--- START ---

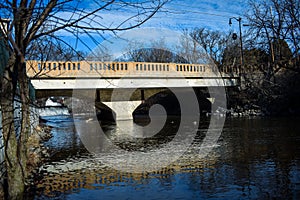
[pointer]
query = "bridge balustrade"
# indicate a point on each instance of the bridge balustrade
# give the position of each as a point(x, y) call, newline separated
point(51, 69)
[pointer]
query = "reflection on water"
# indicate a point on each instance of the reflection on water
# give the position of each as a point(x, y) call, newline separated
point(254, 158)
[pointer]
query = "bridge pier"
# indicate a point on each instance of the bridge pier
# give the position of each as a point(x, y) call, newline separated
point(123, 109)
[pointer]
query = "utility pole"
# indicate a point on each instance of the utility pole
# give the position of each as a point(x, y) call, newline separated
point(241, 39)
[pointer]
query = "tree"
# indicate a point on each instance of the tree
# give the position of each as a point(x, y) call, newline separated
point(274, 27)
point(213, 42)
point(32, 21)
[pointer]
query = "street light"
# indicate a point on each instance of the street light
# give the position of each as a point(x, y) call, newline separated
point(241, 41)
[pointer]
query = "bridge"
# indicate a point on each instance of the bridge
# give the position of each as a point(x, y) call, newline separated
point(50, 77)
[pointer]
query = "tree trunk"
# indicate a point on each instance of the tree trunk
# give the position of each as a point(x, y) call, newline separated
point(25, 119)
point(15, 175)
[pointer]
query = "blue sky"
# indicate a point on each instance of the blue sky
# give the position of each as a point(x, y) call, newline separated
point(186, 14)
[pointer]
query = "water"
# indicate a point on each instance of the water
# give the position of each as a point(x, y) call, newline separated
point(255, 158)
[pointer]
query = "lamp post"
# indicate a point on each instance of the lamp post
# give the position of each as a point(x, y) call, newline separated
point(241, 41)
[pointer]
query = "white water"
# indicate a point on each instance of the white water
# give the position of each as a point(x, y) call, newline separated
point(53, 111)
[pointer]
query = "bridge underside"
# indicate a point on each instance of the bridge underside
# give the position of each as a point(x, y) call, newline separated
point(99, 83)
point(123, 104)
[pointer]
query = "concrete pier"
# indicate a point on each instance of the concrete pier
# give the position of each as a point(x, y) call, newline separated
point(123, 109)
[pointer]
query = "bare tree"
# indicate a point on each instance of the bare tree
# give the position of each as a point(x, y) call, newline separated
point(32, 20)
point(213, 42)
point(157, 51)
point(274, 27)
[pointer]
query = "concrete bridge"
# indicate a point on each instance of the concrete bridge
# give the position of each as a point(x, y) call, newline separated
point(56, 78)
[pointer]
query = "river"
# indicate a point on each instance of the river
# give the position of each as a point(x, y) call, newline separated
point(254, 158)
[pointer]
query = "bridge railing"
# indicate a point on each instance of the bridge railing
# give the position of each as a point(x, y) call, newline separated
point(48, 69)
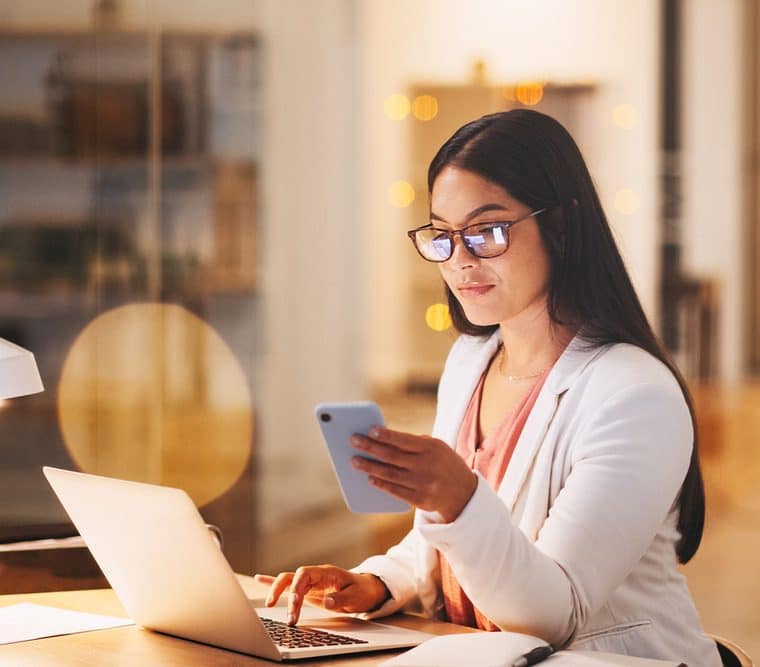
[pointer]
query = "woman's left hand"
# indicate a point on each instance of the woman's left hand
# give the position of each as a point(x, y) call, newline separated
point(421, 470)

--- END ---

[About this exercise] Give the listing again word for word. Skip any pictures.

[Result for this task]
[pointer]
query = "bridge balustrade"
# indicate a point on each instance of the bridge balustrade
# give the position of each as a point(x, y) call, newline separated
point(51, 69)
[pointer]
query = "reflection on water"
# indicate a point on each instance of the reflection on water
# give the position of each as a point(x, y) call, newline separated
point(254, 158)
[pointer]
query = "bridge pier"
# indicate a point on each instance of the bridge pier
# give the position of each as a point(x, y) call, newline separated
point(123, 109)
[pointer]
query = "utility pole"
# indicate a point on each instance of the utility pole
# give the position of each as a point(x, y) call, newline separated
point(241, 39)
[pointer]
query = "tree"
# indicate a point on each instance of the tree
# give the position of each as a point(x, y) call, newline separated
point(274, 27)
point(213, 42)
point(32, 21)
[pointer]
query = "street light"
# indicate a point on each instance of the street light
# give the position of each as a point(x, y) call, newline separated
point(241, 41)
[pointer]
query = "bridge"
# indicate a point on each instance of the bridge
# give the position of each as a point(x, y) call, newline separated
point(50, 77)
[pointer]
query = "tree trunk"
# indicate a point on each instance of the tree trunk
# give the position of each as a point(x, y) call, newline separated
point(25, 119)
point(15, 175)
[pointer]
query = "blue sky"
# indicate a point on each instance of the blue sky
# give the position of each as a point(x, y) call, newline separated
point(186, 14)
[pointer]
query = "water"
# indicate a point on each instance of the water
# give the position of each as a point(x, y) call, newline separated
point(255, 158)
[pointer]
query = "lamp post"
# indicate a point on each instance of the lamp post
# give the position of each as a point(x, y) call, newline separated
point(241, 41)
[pointer]
query = "white water"
# indicate a point on each instance of the white water
# give the position of each as a point(x, y) call, newline separated
point(53, 111)
[pointer]
query = "bridge underside"
# indicate a point on each instance of the bridge underside
# give the position of each as a point(x, y) call, newline separated
point(99, 83)
point(123, 104)
[pointer]
query = "concrete pier"
# indicate a point on each instance of the concrete pier
# give the position of each as a point(x, y) call, newline separated
point(123, 109)
[pointer]
query = "bare tree"
# indicate a point on each instance of the bare tree
# give the position of each as a point(x, y) call, newline separated
point(32, 20)
point(213, 42)
point(157, 51)
point(274, 27)
[pointer]
query = "concrete bridge"
# indicate a point on each instance of the concrete bridge
# give the position of each as a point(x, y) call, newline separated
point(56, 78)
[pointer]
query = "river"
# indicate a point on each instance of the river
# give the position of each as a point(x, y) call, newline separated
point(254, 158)
[pointer]
query = "bridge railing"
# indicate a point on each instance of the bridge railing
# give the position of each as a point(x, y) call, newline separated
point(48, 69)
[pointer]
query = "woman's left hand"
# indicate a point on each instance of the woman's left hand
# give the position of each as a point(x, y) call, newline separated
point(421, 470)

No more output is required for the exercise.